(EXERCISE):
Could the lines from the one with "point_to MUST place one pin on each instance of the roof" through the end of the listing be restated exactly, with nothing else included?

(RECORD SET):
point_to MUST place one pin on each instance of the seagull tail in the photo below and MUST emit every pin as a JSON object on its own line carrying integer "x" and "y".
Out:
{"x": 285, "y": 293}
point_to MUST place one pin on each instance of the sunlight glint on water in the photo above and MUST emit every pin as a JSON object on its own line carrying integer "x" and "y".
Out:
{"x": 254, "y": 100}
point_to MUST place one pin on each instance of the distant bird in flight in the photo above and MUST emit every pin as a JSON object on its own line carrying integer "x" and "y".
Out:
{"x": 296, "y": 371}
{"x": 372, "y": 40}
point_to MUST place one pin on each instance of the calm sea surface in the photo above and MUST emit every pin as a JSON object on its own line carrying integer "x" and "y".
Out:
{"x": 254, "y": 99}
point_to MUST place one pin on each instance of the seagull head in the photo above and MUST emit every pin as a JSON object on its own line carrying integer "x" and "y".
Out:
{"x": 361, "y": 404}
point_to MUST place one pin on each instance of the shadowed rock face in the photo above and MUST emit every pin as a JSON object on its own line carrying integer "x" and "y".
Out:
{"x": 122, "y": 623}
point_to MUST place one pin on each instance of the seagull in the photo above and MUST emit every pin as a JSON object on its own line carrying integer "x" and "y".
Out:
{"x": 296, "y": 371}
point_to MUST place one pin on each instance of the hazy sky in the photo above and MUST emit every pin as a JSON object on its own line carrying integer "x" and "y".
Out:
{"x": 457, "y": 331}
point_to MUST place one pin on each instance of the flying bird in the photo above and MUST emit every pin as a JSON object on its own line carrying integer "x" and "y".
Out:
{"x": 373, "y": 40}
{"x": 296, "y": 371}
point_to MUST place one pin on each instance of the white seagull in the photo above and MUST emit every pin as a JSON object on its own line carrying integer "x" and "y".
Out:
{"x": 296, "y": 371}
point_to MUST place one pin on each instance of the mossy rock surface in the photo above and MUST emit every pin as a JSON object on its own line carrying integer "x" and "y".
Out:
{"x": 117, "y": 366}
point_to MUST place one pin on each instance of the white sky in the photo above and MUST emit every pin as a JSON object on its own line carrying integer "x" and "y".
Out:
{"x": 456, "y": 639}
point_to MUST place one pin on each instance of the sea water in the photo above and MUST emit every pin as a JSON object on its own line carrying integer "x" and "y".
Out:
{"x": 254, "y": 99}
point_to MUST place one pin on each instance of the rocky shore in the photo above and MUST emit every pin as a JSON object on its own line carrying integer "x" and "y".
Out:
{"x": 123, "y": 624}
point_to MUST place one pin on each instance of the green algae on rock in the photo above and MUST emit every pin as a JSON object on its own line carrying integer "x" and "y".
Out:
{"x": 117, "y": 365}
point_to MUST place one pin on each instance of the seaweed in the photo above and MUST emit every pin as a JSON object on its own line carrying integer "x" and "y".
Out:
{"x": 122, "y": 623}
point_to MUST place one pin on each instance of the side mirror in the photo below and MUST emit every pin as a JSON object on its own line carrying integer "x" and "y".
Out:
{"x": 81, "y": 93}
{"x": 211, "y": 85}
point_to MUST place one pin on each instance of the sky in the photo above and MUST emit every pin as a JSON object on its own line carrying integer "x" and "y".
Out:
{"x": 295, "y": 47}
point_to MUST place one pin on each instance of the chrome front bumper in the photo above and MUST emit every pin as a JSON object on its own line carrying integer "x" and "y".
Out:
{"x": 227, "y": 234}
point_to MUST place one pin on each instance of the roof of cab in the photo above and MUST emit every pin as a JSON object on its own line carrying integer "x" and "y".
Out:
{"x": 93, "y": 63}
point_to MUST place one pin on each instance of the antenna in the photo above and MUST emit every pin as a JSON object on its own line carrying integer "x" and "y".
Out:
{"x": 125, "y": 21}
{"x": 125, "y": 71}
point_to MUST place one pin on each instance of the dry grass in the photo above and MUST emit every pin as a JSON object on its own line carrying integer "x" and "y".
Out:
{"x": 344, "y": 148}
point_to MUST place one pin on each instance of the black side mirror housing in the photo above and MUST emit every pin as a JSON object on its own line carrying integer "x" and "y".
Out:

(COMPLETED EXERCISE):
point_to MUST place one pin on each instance of the roof of cab in the photo above and MUST emit every pin as a JSON object on its own line carrying integer "x" and "y".
Out:
{"x": 93, "y": 63}
point_to MUST place one pin on each instance of the antenna in the photo above and MUST emit every pin as a JSON object on its own line carrying integer "x" and "y".
Out:
{"x": 125, "y": 21}
{"x": 125, "y": 71}
point_to MUST place one pin on each instance of the dry grass in the photo above and MUST emit every pin as a JSON object on its own line carrying integer "x" and "y".
Out:
{"x": 344, "y": 148}
point_to MUST place one pin on each instance of the black side mirror housing in the photo above and MUST emit every pin as a JSON object on its own line carrying integer "x" and "y".
Out:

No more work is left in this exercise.